--- Start PROVIDED DATA ---
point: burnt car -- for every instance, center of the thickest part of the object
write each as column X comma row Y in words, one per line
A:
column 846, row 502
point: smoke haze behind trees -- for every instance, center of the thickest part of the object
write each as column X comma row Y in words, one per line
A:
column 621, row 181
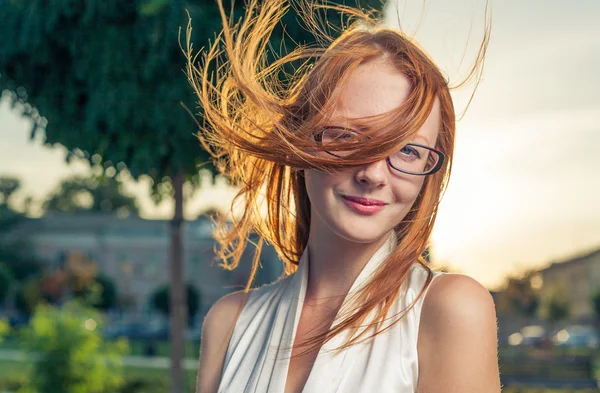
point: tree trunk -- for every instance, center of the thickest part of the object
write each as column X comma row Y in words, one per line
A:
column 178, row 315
--- End PROVIDED DATA ---
--- Start PROVIDED DATA ---
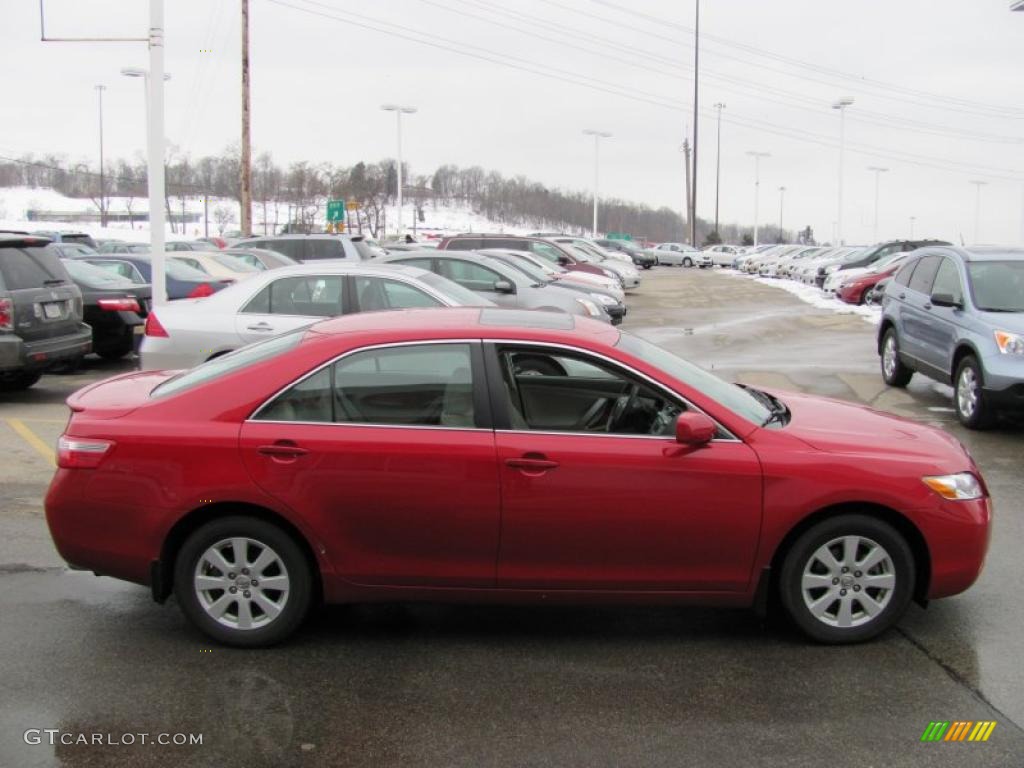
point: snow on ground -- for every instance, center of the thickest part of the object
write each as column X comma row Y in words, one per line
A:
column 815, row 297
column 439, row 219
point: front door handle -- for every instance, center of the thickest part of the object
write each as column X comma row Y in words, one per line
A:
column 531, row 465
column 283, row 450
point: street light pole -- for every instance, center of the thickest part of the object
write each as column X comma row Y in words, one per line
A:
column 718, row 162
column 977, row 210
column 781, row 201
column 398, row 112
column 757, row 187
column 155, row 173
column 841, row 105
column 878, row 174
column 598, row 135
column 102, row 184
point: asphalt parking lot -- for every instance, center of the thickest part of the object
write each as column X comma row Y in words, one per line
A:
--- End PROVIDED DATA ---
--- Start PROVIDED DATA ---
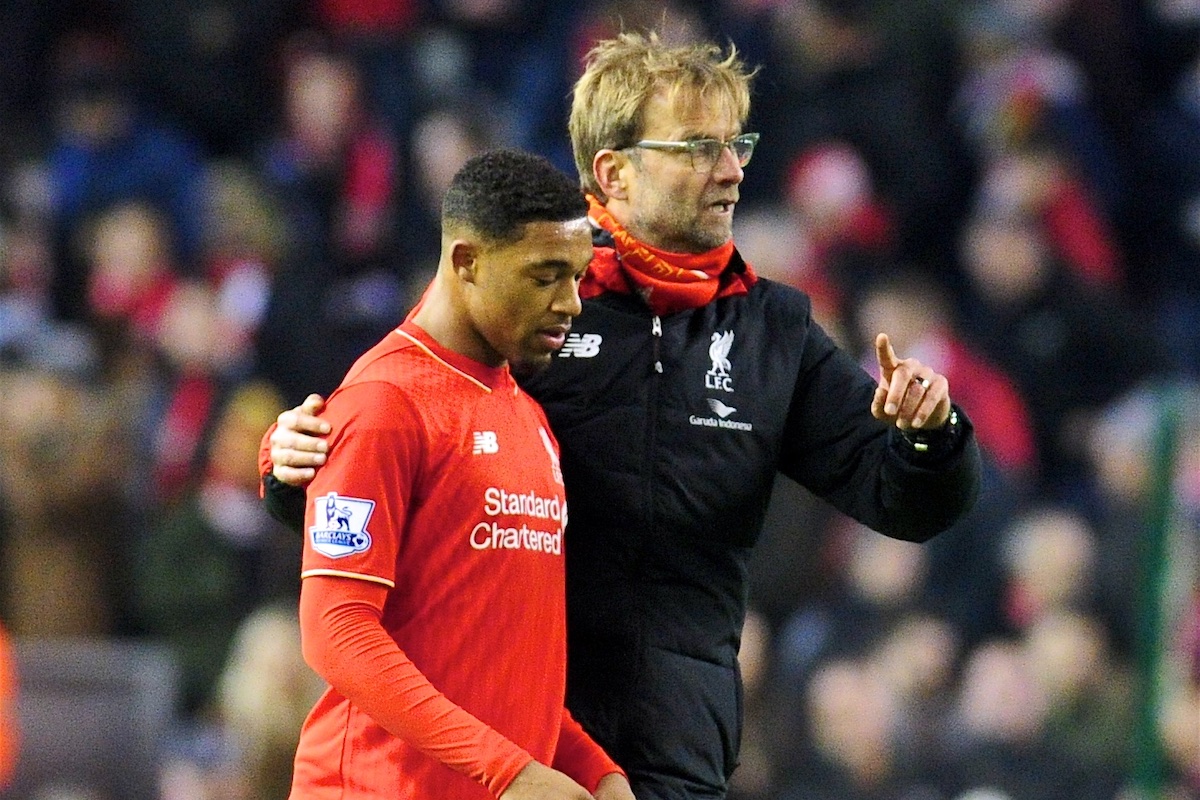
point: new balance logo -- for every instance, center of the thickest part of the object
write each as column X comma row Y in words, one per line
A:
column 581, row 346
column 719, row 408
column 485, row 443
--- End PROVIDED DATA ---
**EXERCISE INSTRUCTIONS:** Reproduce the data above verbatim, from the line with "point: burnt car" to the line with "column 621, row 181", including both of those lines.

**RESULT FOR THIS TASK:**
point: burnt car -- for every instance, center of the thickest part of the object
write each as column X comma row Y in words, one per line
A:
column 846, row 502
point: smoke haze behind trees -- for every instance, center of the thickest part of the object
write each as column X comma row Y in words, one per line
A:
column 621, row 181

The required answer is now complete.